[Records to process]:
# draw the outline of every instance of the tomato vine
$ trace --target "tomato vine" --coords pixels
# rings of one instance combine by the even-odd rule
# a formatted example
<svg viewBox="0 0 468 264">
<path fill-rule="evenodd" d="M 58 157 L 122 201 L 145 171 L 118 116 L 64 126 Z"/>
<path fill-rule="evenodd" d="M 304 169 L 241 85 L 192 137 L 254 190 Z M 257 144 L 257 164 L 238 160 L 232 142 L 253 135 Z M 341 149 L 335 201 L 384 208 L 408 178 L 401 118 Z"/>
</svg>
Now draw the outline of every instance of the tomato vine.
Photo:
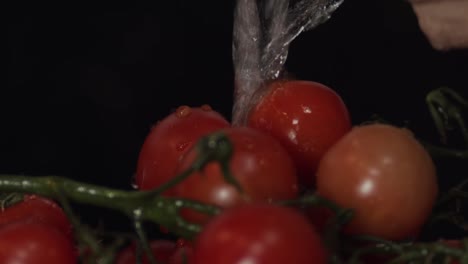
<svg viewBox="0 0 468 264">
<path fill-rule="evenodd" d="M 447 123 L 455 121 L 461 131 L 465 149 L 452 149 L 445 146 L 425 144 L 428 151 L 438 157 L 440 155 L 455 159 L 468 160 L 468 130 L 463 118 L 463 111 L 468 108 L 467 101 L 448 88 L 437 89 L 427 96 L 429 109 L 434 117 L 436 127 L 441 135 L 442 142 L 447 142 Z M 209 162 L 218 162 L 221 165 L 225 181 L 242 191 L 240 184 L 232 176 L 229 160 L 233 153 L 230 140 L 223 133 L 212 133 L 200 139 L 196 144 L 198 156 L 187 170 L 159 188 L 150 191 L 126 191 L 107 188 L 83 182 L 78 182 L 58 176 L 30 177 L 22 175 L 0 175 L 0 191 L 2 195 L 2 208 L 19 202 L 21 193 L 37 194 L 49 197 L 60 202 L 72 224 L 75 235 L 82 249 L 82 260 L 100 259 L 100 263 L 112 263 L 116 251 L 125 241 L 139 241 L 143 252 L 148 256 L 150 263 L 157 263 L 151 253 L 147 234 L 143 222 L 151 222 L 167 228 L 173 234 L 187 239 L 193 238 L 200 232 L 202 226 L 186 221 L 180 215 L 182 208 L 190 208 L 197 212 L 216 215 L 221 212 L 217 206 L 178 197 L 166 197 L 161 194 L 169 188 L 182 182 L 192 172 L 199 171 Z M 447 221 L 467 231 L 468 223 L 464 219 L 466 212 L 464 204 L 468 200 L 468 180 L 451 188 L 440 195 L 433 216 L 427 223 L 431 226 L 438 221 Z M 18 196 L 20 193 L 20 196 Z M 79 216 L 73 211 L 70 202 L 77 202 L 103 208 L 113 209 L 132 219 L 135 234 L 114 233 L 109 243 L 100 243 L 98 237 L 105 237 L 83 225 Z M 325 244 L 332 252 L 330 261 L 343 263 L 343 257 L 349 259 L 347 263 L 362 263 L 362 259 L 369 256 L 386 256 L 389 263 L 451 263 L 458 260 L 468 263 L 468 237 L 459 237 L 454 245 L 450 241 L 388 241 L 370 236 L 352 236 L 341 233 L 341 229 L 353 217 L 353 210 L 342 208 L 336 203 L 327 200 L 316 193 L 302 195 L 298 199 L 280 201 L 282 206 L 294 207 L 326 207 L 335 213 L 325 232 Z M 447 211 L 447 204 L 456 204 L 455 210 Z M 430 228 L 429 228 L 430 229 Z M 109 237 L 109 236 L 107 236 Z M 364 246 L 363 246 L 364 245 Z M 92 254 L 86 255 L 86 249 Z M 88 252 L 89 253 L 89 252 Z M 86 255 L 86 256 L 84 256 Z"/>
</svg>

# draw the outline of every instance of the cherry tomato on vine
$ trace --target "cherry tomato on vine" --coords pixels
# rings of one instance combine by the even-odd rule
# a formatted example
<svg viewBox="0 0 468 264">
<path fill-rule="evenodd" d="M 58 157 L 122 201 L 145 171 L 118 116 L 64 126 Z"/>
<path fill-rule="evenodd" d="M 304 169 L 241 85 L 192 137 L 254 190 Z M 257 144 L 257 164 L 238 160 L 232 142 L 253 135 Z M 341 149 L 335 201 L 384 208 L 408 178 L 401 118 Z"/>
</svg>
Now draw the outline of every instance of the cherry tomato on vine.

[Task item]: From the first line of the listing above to the line with "Now draw the outline of every instance of the tomato", please transcribe each line exactly, both ends included, and nothing beyond that.

[Answer box]:
# draw the outline of every instance of the tomato vine
$ trace --target "tomato vine" --coords pixels
# rings of one instance combine by the even-odd rule
# a formatted example
<svg viewBox="0 0 468 264">
<path fill-rule="evenodd" d="M 58 157 L 122 201 L 145 171 L 118 116 L 64 126 Z"/>
<path fill-rule="evenodd" d="M 304 169 L 241 85 L 192 137 L 254 190 Z M 257 144 L 257 164 L 238 160 L 232 142 L 253 135 Z M 341 149 L 335 201 L 384 208 L 408 178 L 401 118 Z"/>
</svg>
Now draw the outline of every instance of the tomato vine.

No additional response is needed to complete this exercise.